== Your goal ==
Write out each of these records line for line, without changing anything.

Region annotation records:
§ §
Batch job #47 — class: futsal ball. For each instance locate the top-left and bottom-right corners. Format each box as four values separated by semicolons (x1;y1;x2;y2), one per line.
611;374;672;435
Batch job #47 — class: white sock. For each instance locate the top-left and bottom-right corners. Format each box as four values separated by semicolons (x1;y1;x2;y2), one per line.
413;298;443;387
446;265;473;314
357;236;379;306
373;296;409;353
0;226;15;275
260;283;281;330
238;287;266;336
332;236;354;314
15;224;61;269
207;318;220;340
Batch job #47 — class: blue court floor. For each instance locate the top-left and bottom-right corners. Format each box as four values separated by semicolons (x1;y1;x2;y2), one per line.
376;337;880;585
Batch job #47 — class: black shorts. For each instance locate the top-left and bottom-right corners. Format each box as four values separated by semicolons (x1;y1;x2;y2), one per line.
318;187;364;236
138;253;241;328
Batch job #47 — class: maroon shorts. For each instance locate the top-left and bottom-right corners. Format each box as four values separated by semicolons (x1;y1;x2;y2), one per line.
§ §
== The solution ==
Batch job #47 — class: futsal ball. For each instance locate the top-left and bottom-right corners. Format each box as four values separated by semicolons (x1;y1;x2;y2), one per line.
611;374;672;435
Batch job #47 — class: white sock. For each instance locate the top-left and bottom-right corners. Format each box as four values separated by semicolons (x1;y1;x2;y2), one per line.
413;298;443;387
446;265;473;314
357;236;379;306
373;296;409;353
0;226;15;275
260;283;281;330
238;287;266;336
332;236;354;314
15;224;61;269
207;318;220;340
Batch job #47 — class: blue court floor. For each instance locate the top-left and bottom-right corners. Format each box as four values separated by semicolons (x1;y1;x2;y2), one per line.
376;337;880;585
Batch job #47 — class: black shorts. For each instance locate the top-left and bottom-right corners. Format each box as four values separated by semicolons (x1;y1;x2;y2), one per line.
318;187;364;236
138;253;241;328
Batch job #47 — class: maroon shorts. For each instance locate the top-left and bottom-right corners. Format each box as four values separated by semicolons (x1;y1;x2;y2), one per line.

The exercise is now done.